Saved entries
· · ·

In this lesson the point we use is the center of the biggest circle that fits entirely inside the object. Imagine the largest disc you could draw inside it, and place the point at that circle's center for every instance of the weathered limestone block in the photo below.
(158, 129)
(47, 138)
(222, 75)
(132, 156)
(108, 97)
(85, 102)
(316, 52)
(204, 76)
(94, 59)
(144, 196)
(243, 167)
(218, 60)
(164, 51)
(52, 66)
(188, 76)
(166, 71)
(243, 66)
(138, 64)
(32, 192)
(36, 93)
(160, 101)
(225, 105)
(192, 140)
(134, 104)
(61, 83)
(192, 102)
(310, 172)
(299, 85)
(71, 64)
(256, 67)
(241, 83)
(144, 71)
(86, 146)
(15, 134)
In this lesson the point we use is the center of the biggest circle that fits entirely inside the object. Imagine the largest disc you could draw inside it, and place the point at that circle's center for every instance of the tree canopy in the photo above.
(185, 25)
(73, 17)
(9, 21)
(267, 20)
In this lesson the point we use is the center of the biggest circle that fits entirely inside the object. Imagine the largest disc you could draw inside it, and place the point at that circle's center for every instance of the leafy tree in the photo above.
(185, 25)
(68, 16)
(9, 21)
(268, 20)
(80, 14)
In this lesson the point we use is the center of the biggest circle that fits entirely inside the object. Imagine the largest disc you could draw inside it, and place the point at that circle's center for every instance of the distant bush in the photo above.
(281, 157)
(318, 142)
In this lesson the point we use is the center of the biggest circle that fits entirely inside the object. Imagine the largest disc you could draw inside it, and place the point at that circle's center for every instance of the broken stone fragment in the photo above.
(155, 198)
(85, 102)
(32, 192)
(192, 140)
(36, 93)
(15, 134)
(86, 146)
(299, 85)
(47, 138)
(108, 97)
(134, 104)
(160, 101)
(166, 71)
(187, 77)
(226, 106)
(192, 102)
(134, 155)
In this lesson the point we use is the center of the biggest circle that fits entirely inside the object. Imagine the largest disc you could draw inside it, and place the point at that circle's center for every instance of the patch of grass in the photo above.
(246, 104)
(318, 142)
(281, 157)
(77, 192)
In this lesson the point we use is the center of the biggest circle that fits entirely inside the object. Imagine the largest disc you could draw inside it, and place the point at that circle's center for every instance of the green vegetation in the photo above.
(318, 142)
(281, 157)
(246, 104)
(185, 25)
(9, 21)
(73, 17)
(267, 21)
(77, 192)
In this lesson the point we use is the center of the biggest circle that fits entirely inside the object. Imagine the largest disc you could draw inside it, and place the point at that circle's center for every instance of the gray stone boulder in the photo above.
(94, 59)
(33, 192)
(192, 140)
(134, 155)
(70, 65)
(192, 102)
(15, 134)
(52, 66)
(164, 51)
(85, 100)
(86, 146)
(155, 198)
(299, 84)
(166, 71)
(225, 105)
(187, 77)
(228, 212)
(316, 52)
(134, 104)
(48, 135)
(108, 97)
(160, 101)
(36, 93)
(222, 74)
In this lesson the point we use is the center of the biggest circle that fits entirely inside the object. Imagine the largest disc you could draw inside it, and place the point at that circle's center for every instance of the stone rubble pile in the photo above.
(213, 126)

· · ·

__TASK REQUIREMENTS__
Repeat each record exactly, leaving nothing out.

__RESPONSE BOX__
In this lesson the point we use is the center of the biggest circle that fits entirely inside the object. Imagine the largest disc you could draw inside it, and place the point at that circle's center for every instance of the weathered limestone block in the photo below.
(158, 129)
(47, 138)
(222, 75)
(132, 156)
(108, 97)
(85, 102)
(316, 52)
(204, 76)
(94, 59)
(144, 196)
(243, 167)
(218, 60)
(164, 51)
(52, 66)
(188, 76)
(166, 71)
(243, 66)
(138, 64)
(32, 192)
(36, 93)
(160, 101)
(225, 105)
(192, 140)
(134, 104)
(61, 83)
(192, 102)
(310, 172)
(299, 85)
(71, 64)
(256, 67)
(241, 83)
(144, 71)
(86, 146)
(15, 134)
In this lesson the point we use is the center of the biggest circle that fits entirely inside the object. Imagine the largest disc you could draw inside it, and place the point at that circle's center for every instance of the tree canopy in the photo above.
(185, 25)
(73, 17)
(9, 21)
(267, 20)
In this lesson the point we use is the center of the biggest circle that fits entirely inside the object. Imagine the largest disc you could draw inside it, and place the point at that circle's center for every instance of the leafy tree in the photo above.
(185, 25)
(68, 16)
(9, 21)
(268, 20)
(80, 14)
In this lesson the point we use is the center of the biggest circle that fits entirely inside the object. Imagine the largest disc you could draw inside it, and place the point at that circle's center for every instance of the distant bush in the photo above.
(281, 157)
(318, 142)
In this lesson the point we use is the center of the biggest circle that fits entirely inside the object. Imagine the largest disc you could draw inside it, and place the point at that circle's center for every instance of the broken stone fragment in the photo above.
(155, 198)
(85, 102)
(32, 192)
(192, 140)
(36, 93)
(15, 134)
(86, 146)
(299, 85)
(47, 138)
(108, 97)
(134, 104)
(160, 101)
(166, 71)
(187, 77)
(226, 106)
(192, 102)
(134, 155)
In this lesson the point we use is the center of the biggest circle that fits entirely inside the object. Imagine the largest disc you could draw inside it, and place the point at that circle's center for every instance of the patch of grass in the photo above.
(246, 104)
(318, 142)
(281, 157)
(77, 192)
In this lesson the point we use is the center of the biggest circle that fits entirely inside the object. Imagine the largest disc you could draw inside it, and place the point at that circle's center for every instance of the green vegetation in the photo above.
(318, 142)
(281, 157)
(246, 104)
(185, 25)
(9, 21)
(73, 17)
(267, 21)
(77, 192)
In this lesson the point we use is the center of the biggest circle that fits entirely inside the object. Imagine the largest disc you could draw inside it, and place the point at that circle's center for every instance of the gray stone boulder in the photo above.
(94, 59)
(33, 192)
(192, 140)
(134, 155)
(70, 65)
(192, 102)
(15, 134)
(52, 66)
(164, 51)
(85, 100)
(86, 146)
(155, 198)
(299, 84)
(166, 71)
(225, 105)
(187, 77)
(228, 212)
(316, 52)
(134, 104)
(48, 135)
(108, 97)
(160, 101)
(36, 93)
(222, 74)
In this lesson the point we use is the center of the biggest circle that fits entirely inside the object. Imagine the largest disc you could draw inside it, and place the point at that circle's center for every instance of the stone rubble pile in the photo above.
(213, 126)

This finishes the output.